**TASK GOAL**
Please recast all of the material below as a Markdown table with the columns Row and Line, giving each line a number under Row and its text under Line. Leave out any blank lines.

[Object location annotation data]
• • •

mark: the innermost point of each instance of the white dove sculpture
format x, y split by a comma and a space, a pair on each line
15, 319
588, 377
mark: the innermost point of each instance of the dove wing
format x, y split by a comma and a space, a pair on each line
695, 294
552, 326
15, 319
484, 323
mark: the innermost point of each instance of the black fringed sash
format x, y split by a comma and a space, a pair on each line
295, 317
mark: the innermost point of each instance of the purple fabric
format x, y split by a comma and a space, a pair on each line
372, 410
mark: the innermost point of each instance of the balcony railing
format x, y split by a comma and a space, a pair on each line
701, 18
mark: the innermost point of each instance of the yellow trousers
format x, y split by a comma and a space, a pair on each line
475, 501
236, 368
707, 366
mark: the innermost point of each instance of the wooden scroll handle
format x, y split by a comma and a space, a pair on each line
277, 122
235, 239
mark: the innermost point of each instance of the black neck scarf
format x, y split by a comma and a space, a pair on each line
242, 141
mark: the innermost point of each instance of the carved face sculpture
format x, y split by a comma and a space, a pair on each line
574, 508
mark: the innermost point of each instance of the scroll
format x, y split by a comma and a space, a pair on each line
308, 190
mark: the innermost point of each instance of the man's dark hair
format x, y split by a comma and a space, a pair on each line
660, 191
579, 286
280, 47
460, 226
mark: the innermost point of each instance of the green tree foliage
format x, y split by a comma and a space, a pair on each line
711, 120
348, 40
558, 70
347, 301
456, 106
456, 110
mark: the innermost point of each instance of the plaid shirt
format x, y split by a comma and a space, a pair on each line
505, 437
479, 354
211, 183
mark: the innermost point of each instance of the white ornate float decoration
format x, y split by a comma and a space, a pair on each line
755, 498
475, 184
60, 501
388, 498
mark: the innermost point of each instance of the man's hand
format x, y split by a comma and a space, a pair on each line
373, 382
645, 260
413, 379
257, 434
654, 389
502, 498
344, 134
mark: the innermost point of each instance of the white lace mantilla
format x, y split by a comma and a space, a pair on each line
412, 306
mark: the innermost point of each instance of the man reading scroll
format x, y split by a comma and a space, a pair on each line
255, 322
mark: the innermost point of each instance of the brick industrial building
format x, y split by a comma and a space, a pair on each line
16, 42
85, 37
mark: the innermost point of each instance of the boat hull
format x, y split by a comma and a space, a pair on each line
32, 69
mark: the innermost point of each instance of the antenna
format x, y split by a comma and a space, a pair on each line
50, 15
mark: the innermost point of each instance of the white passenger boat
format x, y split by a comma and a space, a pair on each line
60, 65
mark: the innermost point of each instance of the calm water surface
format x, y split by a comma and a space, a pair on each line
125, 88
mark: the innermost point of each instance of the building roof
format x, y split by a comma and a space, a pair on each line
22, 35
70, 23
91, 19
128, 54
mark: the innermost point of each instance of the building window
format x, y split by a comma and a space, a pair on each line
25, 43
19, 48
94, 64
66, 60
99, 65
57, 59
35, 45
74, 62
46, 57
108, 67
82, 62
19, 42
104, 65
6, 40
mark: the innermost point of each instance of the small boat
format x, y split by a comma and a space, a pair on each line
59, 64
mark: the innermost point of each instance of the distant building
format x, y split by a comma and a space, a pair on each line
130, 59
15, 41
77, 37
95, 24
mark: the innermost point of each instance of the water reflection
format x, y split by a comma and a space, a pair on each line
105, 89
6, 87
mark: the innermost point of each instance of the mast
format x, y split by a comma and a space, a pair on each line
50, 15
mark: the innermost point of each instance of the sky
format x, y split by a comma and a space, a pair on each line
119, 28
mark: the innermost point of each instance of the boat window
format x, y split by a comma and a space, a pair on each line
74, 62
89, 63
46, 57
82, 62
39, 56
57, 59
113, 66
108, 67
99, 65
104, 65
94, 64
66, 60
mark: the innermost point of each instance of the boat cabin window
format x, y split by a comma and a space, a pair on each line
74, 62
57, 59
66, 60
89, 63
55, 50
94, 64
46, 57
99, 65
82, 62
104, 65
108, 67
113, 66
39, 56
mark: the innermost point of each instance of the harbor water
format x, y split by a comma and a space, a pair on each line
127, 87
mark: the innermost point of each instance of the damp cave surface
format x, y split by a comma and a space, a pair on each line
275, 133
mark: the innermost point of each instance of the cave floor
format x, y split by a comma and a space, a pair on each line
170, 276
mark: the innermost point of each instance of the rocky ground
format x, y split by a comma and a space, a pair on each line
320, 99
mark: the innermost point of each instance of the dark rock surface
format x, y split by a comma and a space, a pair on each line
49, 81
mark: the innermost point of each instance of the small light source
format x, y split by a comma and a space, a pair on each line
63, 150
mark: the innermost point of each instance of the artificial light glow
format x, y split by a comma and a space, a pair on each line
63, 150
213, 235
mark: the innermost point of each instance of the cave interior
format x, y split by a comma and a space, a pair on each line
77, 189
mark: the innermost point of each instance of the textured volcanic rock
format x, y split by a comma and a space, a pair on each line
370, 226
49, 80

• • •

**WRITTEN REPLY**
| Row | Line |
|---|---|
| 1 | mark: the innermost point of each instance of the white dove sculpture |
| 2 | format x, y split by a comma and a space, a pair on each line |
| 3 | 15, 319 |
| 4 | 588, 377 |
| 5 | mark: the innermost point of each instance of the dove wing |
| 6 | format x, y split by a comma and a space, a pair on each line |
| 7 | 695, 294 |
| 8 | 552, 326 |
| 9 | 15, 319 |
| 10 | 484, 323 |
| 11 | mark: the innermost point of each instance of the black fringed sash |
| 12 | format x, y split by a comma and a space, a pair on each line |
| 13 | 295, 317 |
| 14 | mark: the innermost point of each instance of the purple fabric |
| 15 | format x, y split by a comma and a space, a pair on each line |
| 16 | 372, 410 |
| 17 | mark: the innermost point of each instance of the balcony railing |
| 18 | format x, y split by a comma and a space, a pair on each line |
| 19 | 701, 18 |
| 20 | mark: the innermost point of each instance of the yellow trousers |
| 21 | format x, y split by a comma and a space, a pair on each line |
| 22 | 475, 501 |
| 23 | 236, 368 |
| 24 | 707, 366 |
| 25 | mark: the innermost point of each instance of the wooden scroll handle |
| 26 | format x, y split by a comma and a space, a pair on each line |
| 27 | 277, 122 |
| 28 | 235, 239 |
| 29 | mark: the innermost point of each instance of the black neck scarf |
| 30 | format x, y split by a comma and a space, a pair on each line |
| 31 | 242, 141 |
| 32 | mark: the innermost point of each instance of the carved face sculpture |
| 33 | format x, y split by a comma and a space, a pair on each line |
| 34 | 574, 508 |
| 35 | mark: the innermost point of each instance of the scroll |
| 36 | format x, y split by a comma and a space, a pair on each line |
| 37 | 308, 190 |
| 38 | mark: the innermost point of each instance of the man's dark hair |
| 39 | format x, y split by a comma and a space, a pair on each line |
| 40 | 660, 191 |
| 41 | 579, 286 |
| 42 | 280, 47 |
| 43 | 460, 226 |
| 44 | mark: the innermost point of each instance of the green tree foliage |
| 45 | format x, y split by a comma and a space, a pair on each line |
| 46 | 711, 120 |
| 47 | 348, 40 |
| 48 | 558, 70 |
| 49 | 347, 301 |
| 50 | 456, 106 |
| 51 | 456, 110 |
| 52 | mark: the innermost point of each instance of the plaid shirt |
| 53 | format x, y split by a comma and a space, a pair on each line |
| 54 | 505, 437 |
| 55 | 479, 354 |
| 56 | 211, 183 |
| 57 | mark: the innermost point of each instance of the white ornate float decoration |
| 58 | format x, y split by a comma and a space, a pair on each line |
| 59 | 755, 498 |
| 60 | 475, 184 |
| 61 | 60, 501 |
| 62 | 388, 498 |
| 63 | mark: the innermost point of each instance of the man's hand |
| 64 | format x, y split by a comma and a space, a pair on each line |
| 65 | 373, 382 |
| 66 | 645, 260 |
| 67 | 413, 379 |
| 68 | 257, 434 |
| 69 | 654, 389 |
| 70 | 502, 498 |
| 71 | 344, 134 |
| 72 | mark: the innermost point of each instance of the white lace mantilla |
| 73 | format x, y split by a comma and a space, a pair on each line |
| 74 | 412, 306 |
| 75 | mark: the innermost point of each instance of the man reading scroll |
| 76 | format x, y split by a comma and a space, a pair on each line |
| 77 | 255, 322 |
| 78 | mark: the innermost point of each instance of the brick industrial building |
| 79 | format x, y split by a comma and a space, a pair on each line |
| 80 | 16, 42 |
| 81 | 85, 37 |
| 82 | mark: the innermost point of each instance of the boat hull |
| 83 | format x, y split by a comma and a space, a pair on each line |
| 84 | 32, 69 |
| 85 | mark: the innermost point of each instance of the antenna |
| 86 | format x, y split by a comma and a space, a pair on each line |
| 87 | 50, 15 |
| 88 | mark: the innermost point of each instance of the white passenger boat |
| 89 | format x, y split by a comma and a space, a pair on each line |
| 90 | 60, 65 |
| 91 | mark: the innermost point of each instance of the calm water surface |
| 92 | format x, y split by a comma and a space, a pair on each line |
| 93 | 125, 88 |
| 94 | mark: the innermost point of each instance of the building roof |
| 95 | format x, y split by a comma and a space, a pair on each line |
| 96 | 22, 35 |
| 97 | 70, 23 |
| 98 | 91, 19 |
| 99 | 128, 54 |
| 100 | mark: the innermost point of each instance of the building window |
| 101 | format x, y split by a comma and a space, a pair on each line |
| 102 | 25, 43 |
| 103 | 19, 48 |
| 104 | 94, 64 |
| 105 | 66, 60 |
| 106 | 99, 65 |
| 107 | 57, 59 |
| 108 | 35, 45 |
| 109 | 74, 62 |
| 110 | 46, 57 |
| 111 | 108, 67 |
| 112 | 82, 62 |
| 113 | 19, 42 |
| 114 | 104, 65 |
| 115 | 6, 40 |
| 116 | mark: the innermost point of each instance of the small boat |
| 117 | format x, y split by a comma and a space, a pair on each line |
| 118 | 59, 64 |
| 119 | mark: the innermost point of each instance of the distant building |
| 120 | format x, y split by a comma and a space, a pair on each line |
| 121 | 130, 59 |
| 122 | 15, 41 |
| 123 | 77, 37 |
| 124 | 95, 24 |
| 125 | mark: the innermost point of each instance of the water reflection |
| 126 | format x, y split by a comma and a space, a pair on each line |
| 127 | 105, 89 |
| 128 | 6, 87 |
| 129 | mark: the innermost point of each instance of the mast |
| 130 | format x, y split by a comma and a space, a pair on each line |
| 131 | 50, 15 |
| 132 | mark: the innermost point of each instance of the sky |
| 133 | format x, y split by a comma and a space, a pair on each line |
| 134 | 119, 28 |
| 135 | mark: the innermost point of each instance of the boat window |
| 136 | format x, y split by a comma and a space, a pair on each line |
| 137 | 74, 62 |
| 138 | 89, 63 |
| 139 | 46, 57 |
| 140 | 82, 62 |
| 141 | 39, 56 |
| 142 | 57, 59 |
| 143 | 113, 66 |
| 144 | 108, 67 |
| 145 | 99, 65 |
| 146 | 104, 65 |
| 147 | 94, 64 |
| 148 | 66, 60 |
| 149 | mark: the innermost point of each instance of the boat cabin window |
| 150 | format x, y split by a comma and a space, a pair on each line |
| 151 | 74, 62 |
| 152 | 57, 59 |
| 153 | 66, 60 |
| 154 | 89, 63 |
| 155 | 55, 50 |
| 156 | 94, 64 |
| 157 | 46, 57 |
| 158 | 99, 65 |
| 159 | 82, 62 |
| 160 | 104, 65 |
| 161 | 108, 67 |
| 162 | 113, 66 |
| 163 | 39, 56 |
| 164 | mark: the innermost point of each instance of the harbor water |
| 165 | format x, y split by a comma and a space, a pair on each line |
| 166 | 127, 87 |
| 167 | mark: the innermost point of each instance of the damp cave surface |
| 168 | format x, y split by a comma and a space, a pair on each line |
| 169 | 275, 133 |
| 170 | mark: the innermost point of each instance of the cave floor |
| 171 | format x, y split by a comma and a space, a pair on each line |
| 172 | 170, 276 |
| 173 | mark: the innermost point of each instance of the rocky ground |
| 174 | format x, y split by a comma and a space, a pair on each line |
| 175 | 320, 99 |
| 176 | mark: the innermost point of each instance of the dark rock surface |
| 177 | format x, y split by a comma and a space, a pair on each line |
| 178 | 49, 81 |
| 179 | mark: the innermost point of each instance of the small light source |
| 180 | format x, y split by a comma and a space, a pair on each line |
| 181 | 63, 150 |
| 182 | mark: the innermost point of each instance of the artificial light glow |
| 183 | format x, y split by a comma and a space, a pair on each line |
| 184 | 63, 150 |
| 185 | 213, 235 |
| 186 | mark: the innermost point of each instance of the cave interior |
| 187 | format x, y split by a comma and a space, a pair on each line |
| 188 | 77, 189 |
| 189 | mark: the innermost point of each instance of the textured volcanic rock |
| 190 | format x, y split by a comma and a space, a pair on each line |
| 191 | 370, 226 |
| 192 | 49, 80 |